Exercise prompt ->
Please find each line in the material below that contains the string "tree" and copy those lines. Letter case counts.

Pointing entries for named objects

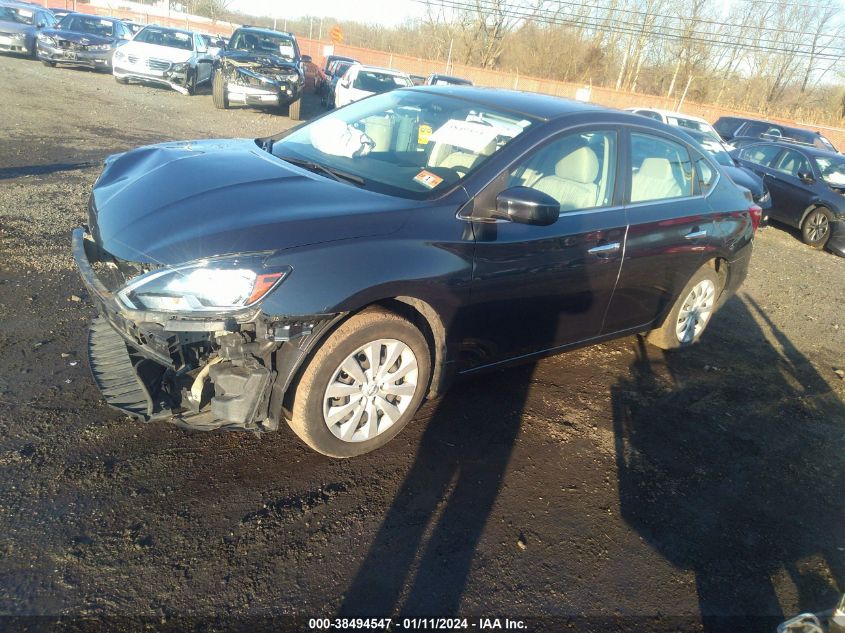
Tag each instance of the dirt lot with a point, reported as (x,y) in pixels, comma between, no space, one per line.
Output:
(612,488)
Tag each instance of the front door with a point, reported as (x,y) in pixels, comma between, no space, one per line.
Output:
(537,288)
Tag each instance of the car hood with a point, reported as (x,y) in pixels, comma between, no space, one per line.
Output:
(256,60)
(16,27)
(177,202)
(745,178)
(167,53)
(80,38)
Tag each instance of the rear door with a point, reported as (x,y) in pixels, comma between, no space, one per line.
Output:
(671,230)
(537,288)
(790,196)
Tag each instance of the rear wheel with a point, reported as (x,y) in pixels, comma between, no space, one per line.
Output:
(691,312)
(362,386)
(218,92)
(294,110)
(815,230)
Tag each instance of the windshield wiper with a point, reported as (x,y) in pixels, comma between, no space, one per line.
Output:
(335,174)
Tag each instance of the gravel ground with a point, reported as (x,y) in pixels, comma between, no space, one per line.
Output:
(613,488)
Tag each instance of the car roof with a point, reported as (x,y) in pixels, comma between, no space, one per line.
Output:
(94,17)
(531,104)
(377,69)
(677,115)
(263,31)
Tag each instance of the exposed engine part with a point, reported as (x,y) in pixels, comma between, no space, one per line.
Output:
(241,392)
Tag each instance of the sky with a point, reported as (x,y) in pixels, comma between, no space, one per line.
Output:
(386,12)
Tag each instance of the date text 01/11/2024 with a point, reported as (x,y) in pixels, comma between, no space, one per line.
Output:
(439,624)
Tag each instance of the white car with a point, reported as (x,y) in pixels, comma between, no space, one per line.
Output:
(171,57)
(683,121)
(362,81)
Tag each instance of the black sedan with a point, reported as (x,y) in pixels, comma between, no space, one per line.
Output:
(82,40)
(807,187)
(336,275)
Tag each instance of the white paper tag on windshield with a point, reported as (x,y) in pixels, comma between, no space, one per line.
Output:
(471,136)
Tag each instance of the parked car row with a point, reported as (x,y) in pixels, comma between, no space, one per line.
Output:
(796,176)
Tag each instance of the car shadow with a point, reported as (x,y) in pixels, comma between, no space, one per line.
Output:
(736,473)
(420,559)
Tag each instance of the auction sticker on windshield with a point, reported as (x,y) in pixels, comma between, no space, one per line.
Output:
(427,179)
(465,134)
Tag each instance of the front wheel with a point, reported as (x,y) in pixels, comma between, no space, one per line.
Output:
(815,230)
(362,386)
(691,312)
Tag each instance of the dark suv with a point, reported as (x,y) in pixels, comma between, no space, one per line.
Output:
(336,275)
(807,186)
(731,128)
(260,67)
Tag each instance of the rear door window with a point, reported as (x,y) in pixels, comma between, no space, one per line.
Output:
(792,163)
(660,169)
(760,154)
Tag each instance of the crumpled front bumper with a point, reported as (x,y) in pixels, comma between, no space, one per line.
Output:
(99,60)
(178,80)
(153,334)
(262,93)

...

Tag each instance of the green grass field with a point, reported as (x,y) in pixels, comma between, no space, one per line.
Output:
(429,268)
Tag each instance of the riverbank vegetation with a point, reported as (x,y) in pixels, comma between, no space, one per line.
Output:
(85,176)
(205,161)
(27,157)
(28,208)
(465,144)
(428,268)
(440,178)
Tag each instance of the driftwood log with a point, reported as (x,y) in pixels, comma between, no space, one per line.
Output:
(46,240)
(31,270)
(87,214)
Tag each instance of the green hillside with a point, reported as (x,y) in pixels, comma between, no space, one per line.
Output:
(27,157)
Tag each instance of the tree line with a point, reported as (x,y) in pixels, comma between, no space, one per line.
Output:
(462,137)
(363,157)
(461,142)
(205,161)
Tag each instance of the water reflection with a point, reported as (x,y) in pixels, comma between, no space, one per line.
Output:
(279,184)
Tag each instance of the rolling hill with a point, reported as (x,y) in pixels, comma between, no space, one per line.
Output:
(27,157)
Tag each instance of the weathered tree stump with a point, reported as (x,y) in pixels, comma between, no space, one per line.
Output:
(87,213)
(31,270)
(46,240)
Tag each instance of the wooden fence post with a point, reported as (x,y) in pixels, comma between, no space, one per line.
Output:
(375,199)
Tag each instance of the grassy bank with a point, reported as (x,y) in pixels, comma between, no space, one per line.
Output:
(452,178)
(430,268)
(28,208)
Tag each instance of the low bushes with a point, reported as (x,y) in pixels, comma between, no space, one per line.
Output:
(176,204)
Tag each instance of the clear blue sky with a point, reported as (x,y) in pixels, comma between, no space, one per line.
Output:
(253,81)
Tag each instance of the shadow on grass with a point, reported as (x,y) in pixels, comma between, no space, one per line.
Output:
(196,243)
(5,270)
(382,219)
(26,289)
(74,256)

---

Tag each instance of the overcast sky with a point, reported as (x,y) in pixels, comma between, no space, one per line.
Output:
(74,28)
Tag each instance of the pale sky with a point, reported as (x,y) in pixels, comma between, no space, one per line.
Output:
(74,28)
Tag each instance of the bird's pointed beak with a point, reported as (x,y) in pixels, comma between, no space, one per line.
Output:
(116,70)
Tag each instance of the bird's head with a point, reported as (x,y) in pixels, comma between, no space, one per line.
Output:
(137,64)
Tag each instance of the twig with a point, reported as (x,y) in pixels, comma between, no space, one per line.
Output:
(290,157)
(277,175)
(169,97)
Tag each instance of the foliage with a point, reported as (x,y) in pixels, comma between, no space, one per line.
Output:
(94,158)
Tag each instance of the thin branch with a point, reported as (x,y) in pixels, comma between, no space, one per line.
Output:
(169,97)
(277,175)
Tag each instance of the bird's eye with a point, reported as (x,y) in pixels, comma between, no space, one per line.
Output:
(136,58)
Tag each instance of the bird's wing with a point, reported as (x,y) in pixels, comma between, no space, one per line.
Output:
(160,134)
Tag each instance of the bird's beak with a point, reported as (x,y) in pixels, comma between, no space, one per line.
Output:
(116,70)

Right answer ->
Tag each instance of the tree line with a point, reported as (x,y) in pixels, comma between, no space, one per line.
Tag each instance of the weathered tree stump with a point, reported as (x,y) in pixels, comma between, no space, one per line.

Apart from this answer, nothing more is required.